Page excerpt
CS250 Study Guide

Unit 9: Data Mining III – Statistical Modeling

9a. Explain linear regression concepts 

  • What is linear regression?
  • What quantities are of importance when performing linear regression?
  • What are some characteristics of linear regression computations?

Linear regression is a supervised linear modeling technique for finding an optimal linear fit to a dataset. Simple linear regression involves relating one dependent variable to one independent variable by determining a slope and intercept. Multiple linear regression involves more than one independent variable. An intercept value can be optional as it can be absorbed into the solution of the linear regression equations. The scikit-learn module produces the intercept, the statsmodels module allows for either explicit intercept computation or absorbing the constant into the regression equations. The optimal fit is measured by solving a statistical least squares problem where the expected value of the squared error is minimized.

Important quantities derived from linear regressions are the residuals (the difference between the observed values and the estimates) and the correlation coefficient (which can be between -1 and 1). A value near zero implies no correlation and that a linear model as an explanation of the data is unlikely. A positive correlation coefficient implies the dependent variable increases as the independent variable increases. A negative correlation coefficient implies the dependent and independent variables are inversely correlated. For the purposes of this course, the coefficient of determination (also known as the R2 score) is the square of the correlation coefficient. You should be aware of the equations for these quantities. Additionally, you should have some intuition regarding the trend of the data as it relates to the sign of the slope for simple linear regression. Lastly, for simple linear regression, you should know why the regression line passes through the mean values of the dependent and independent variables.

To review, see Linear Regression and Residuals.

 

9b. Apply the scikit-learn module to build linear regression models

  • What is the scikit-learn instantiation for linear regression?
  • What are important computational details for fitting a linear regression model?
  • What are key output attributes for implementing a scikit-learn linear regression?

The scikit-learn module offers the capacity to create linear regression models using the instantiation linear_model.LinearRegression. When fitting a model, it is important to be aware of the subtleties of how data is to be arranged. Since the data matrix for the independent variable is assumed to have dimensions (number of observations)-by-(number of variables), it must have two dimensions. In other words, if there is one dependent variable, it cannot be in the form of a numpy vector (that is, a single subscript array). If the data is in the form of a vector, it must first be reshaped using the reshape method before fitting the model.

With regard to the output of the linear regression model, it is important to know the syntax for referring to key quantities. The regression coefficients and the intercept can be referenced using the coef_ and intercept_ attributes. For multiple linear regression, the coef_ attribute will be in the form of a vector. For small datasets, using simple linear regression, you should be able to demonstrate your intuition by estimating the slope and the intercept to verify the output of a linear regression. Lastly, the coefficient of determination can be computed using the r2_score method contained within the sklearn.metrics class.

To review, see Linear Regression.

 

9c. Apply the scikit-learn module to validate linear regression models 

  • What methods are important for model validation?
  • What is cross-validation?
  • How is cross-validation implemented in practice?

As is customary for many machine learning modules, the predict and score methods can be applied to test data after fitting the model. It is important to note that the linear model can both interpolate within the bounds of the training set and extrapolate outside the bounds of the training set. It is, therefore, up to the data scientist to interpret the predictions. For example, if a simple linear regression can model the cost of some item, it would be unrealistic to consider values less than zero (even though the regression would be fine with processing such values).

Written exercise A
Reproduce the linear regression study guide word for word, from "9b. Apply the" through "linear regression model?".
Written exercise B
Summarize the linear regression study guide in two sentences.
Written exercise C
Answer these questions on the linear regression study guide, one line each:
(i) What range of values can the correlation coefficient take?
(ii) Which method must be used on data in vector form before a model is fitted?
(iii) Which class contains the r2_score method?

Point placement records
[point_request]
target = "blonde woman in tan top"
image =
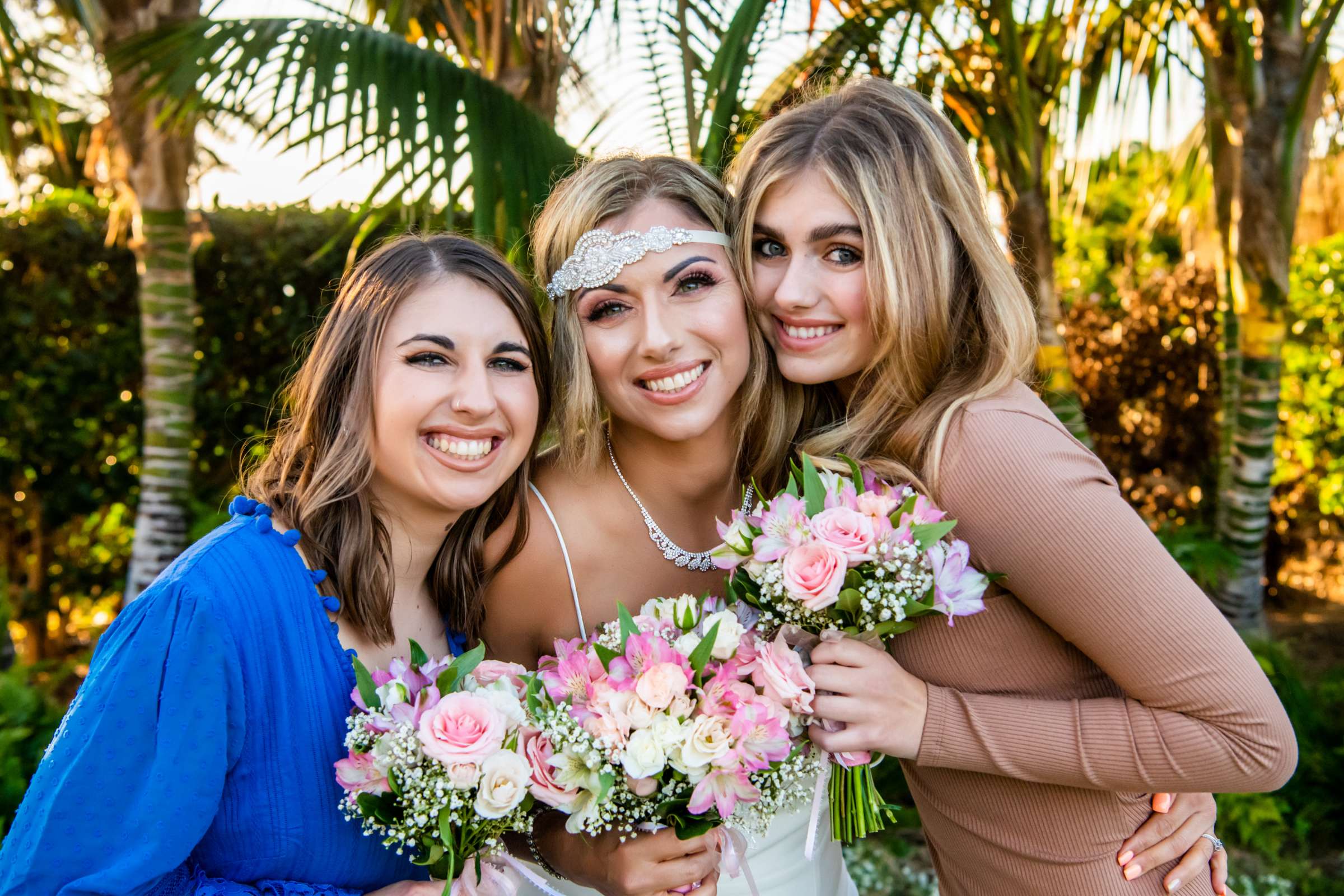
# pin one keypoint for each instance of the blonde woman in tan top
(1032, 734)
---
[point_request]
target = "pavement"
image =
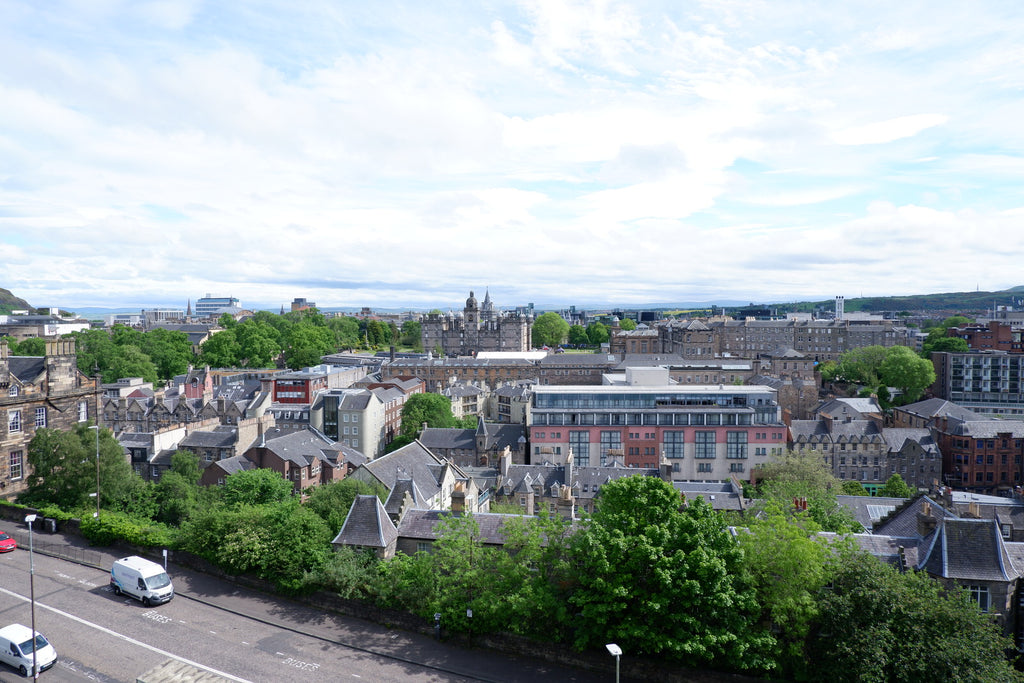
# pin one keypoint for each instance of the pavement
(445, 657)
==
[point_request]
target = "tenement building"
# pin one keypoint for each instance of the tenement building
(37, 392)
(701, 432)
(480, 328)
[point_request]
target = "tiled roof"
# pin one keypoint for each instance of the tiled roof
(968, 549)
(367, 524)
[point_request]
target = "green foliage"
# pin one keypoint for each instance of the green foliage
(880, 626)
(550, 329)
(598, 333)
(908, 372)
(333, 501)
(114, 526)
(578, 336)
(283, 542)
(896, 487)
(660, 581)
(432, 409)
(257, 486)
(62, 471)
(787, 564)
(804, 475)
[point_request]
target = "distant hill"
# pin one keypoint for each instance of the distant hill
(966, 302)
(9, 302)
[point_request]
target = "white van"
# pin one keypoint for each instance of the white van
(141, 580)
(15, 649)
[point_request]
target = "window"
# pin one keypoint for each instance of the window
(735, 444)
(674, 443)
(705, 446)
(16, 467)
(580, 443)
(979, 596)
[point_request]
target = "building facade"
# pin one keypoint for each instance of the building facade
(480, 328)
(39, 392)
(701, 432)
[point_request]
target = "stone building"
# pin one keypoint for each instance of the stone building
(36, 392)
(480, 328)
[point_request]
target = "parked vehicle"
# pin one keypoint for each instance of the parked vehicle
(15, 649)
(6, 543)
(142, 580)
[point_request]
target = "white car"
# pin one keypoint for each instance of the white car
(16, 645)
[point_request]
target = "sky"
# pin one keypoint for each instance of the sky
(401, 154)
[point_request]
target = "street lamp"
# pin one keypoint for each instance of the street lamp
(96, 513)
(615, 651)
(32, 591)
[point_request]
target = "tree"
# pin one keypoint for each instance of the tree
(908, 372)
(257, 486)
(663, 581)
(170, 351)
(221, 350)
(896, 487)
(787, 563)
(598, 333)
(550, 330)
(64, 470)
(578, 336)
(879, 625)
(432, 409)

Task answer A
9b. Apply the scikit-learn module to build linear regression models

  • What is the scikit-learn instantiation for linear regression?
  • What are important computational details for fitting a linear regression model?

Task answer B
Linear regression is a supervised technique that finds an optimal linear fit to a dataset by minimizing the expected value of the squared error, and its key derived quantities include the residuals and the correlation coefficient. In scikit-learn, models are built with linear_model.LinearRegression, which requires a two-dimensional independent-variable matrix and exposes the coefficients and intercept through the coef_ and intercept_ attributes, and the predict and score methods can be applied to test data after fitting.

Task answer C
(i) Between -1 and 1.
(ii) The reshape method.
(iii) sklearn.metrics.